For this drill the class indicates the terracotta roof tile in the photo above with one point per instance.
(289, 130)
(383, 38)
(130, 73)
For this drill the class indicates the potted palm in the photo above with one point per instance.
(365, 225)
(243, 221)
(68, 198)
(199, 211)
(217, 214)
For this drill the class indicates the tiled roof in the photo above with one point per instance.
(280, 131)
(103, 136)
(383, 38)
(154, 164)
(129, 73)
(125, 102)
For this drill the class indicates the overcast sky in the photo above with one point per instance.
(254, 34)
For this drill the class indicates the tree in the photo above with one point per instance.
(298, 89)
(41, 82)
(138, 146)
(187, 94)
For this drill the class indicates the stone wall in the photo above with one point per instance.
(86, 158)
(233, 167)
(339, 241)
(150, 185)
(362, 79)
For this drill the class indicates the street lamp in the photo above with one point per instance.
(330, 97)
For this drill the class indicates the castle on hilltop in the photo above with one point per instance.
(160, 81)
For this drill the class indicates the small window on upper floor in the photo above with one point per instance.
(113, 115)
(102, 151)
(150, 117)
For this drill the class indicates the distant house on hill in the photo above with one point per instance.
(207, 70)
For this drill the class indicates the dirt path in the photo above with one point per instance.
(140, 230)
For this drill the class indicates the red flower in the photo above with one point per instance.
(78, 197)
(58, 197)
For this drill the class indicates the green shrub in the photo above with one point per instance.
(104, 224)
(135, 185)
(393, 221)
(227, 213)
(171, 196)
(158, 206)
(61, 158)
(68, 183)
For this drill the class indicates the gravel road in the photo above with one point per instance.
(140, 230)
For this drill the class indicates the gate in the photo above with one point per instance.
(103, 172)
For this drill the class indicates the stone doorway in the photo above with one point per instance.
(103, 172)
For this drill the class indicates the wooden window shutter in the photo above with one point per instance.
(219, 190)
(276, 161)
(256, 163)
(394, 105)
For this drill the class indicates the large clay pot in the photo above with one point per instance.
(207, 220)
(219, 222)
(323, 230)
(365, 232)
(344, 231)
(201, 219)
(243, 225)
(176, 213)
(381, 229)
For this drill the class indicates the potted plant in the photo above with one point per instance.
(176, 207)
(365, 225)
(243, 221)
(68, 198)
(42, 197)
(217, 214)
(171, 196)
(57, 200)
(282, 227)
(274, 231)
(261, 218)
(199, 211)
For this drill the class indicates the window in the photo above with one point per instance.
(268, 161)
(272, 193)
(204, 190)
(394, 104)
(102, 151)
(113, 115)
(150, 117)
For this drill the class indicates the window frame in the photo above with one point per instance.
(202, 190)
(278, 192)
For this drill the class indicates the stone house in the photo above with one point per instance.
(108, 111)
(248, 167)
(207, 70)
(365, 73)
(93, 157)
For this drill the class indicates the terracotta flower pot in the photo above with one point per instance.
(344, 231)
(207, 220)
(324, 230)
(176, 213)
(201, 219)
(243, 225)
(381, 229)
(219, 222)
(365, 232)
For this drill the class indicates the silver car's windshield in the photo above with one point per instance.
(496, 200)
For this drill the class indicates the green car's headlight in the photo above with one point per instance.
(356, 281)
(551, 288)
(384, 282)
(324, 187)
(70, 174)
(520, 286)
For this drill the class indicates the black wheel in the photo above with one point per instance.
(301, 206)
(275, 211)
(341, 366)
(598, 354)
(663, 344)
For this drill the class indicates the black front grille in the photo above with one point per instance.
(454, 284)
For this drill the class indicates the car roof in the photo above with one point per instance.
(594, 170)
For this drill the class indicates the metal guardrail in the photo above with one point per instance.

***

Recast the records as a Markdown table, starting at the line with "For this drill the class indicates the window in" and running up to and including the last line of the records. Use the columns Row and Record line, number each row, and leave out blank lines.

| Row | Record line |
|---|---|
| 1 | For this drill the class indicates the window in the photo above with one point per instance. |
| 2 | (268, 161) |
| 3 | (272, 193) |
| 4 | (204, 190) |
| 5 | (394, 104) |
| 6 | (102, 151) |
| 7 | (113, 115) |
| 8 | (150, 117) |
| 9 | For this drill the class indicates the window frame in the photo above with one point per instance. |
| 10 | (202, 190) |
| 11 | (278, 192) |
| 12 | For this drill the class indicates the stone house in the photo above with one point per instance. |
| 13 | (108, 111) |
| 14 | (248, 167) |
| 15 | (207, 70) |
| 16 | (365, 73) |
| 17 | (93, 157) |
| 18 | For this drill the class indicates the terracotta flower pot in the photo above with one point per instance. |
| 19 | (344, 231) |
| 20 | (207, 220) |
| 21 | (324, 230) |
| 22 | (176, 213) |
| 23 | (201, 219) |
| 24 | (243, 225) |
| 25 | (381, 229) |
| 26 | (219, 222) |
| 27 | (365, 232) |
| 28 | For this drill the class indicates the silver car's windshield in the photo above with one point per instance. |
| 29 | (496, 200) |
| 30 | For this drill the class indicates the green car's headlight in the photo above with one point per instance. |
| 31 | (356, 281) |
| 32 | (551, 288) |
| 33 | (384, 282) |
| 34 | (324, 187) |
| 35 | (70, 174) |
| 36 | (520, 286) |
| 37 | For this drill the class indicates the black wheel in the photo above with one point per instance. |
| 38 | (301, 206) |
| 39 | (275, 211) |
| 40 | (341, 366) |
| 41 | (598, 354) |
| 42 | (663, 344) |
| 43 | For this drill the class indicates the black front grille in the photo above with one point per instance. |
| 44 | (454, 284) |
| 45 | For this drill the class indicates the car roof in the photo above with one point per instance. |
| 46 | (594, 170) |
| 47 | For this drill the class indicates the metal guardrail in the photo above with one point per instance. |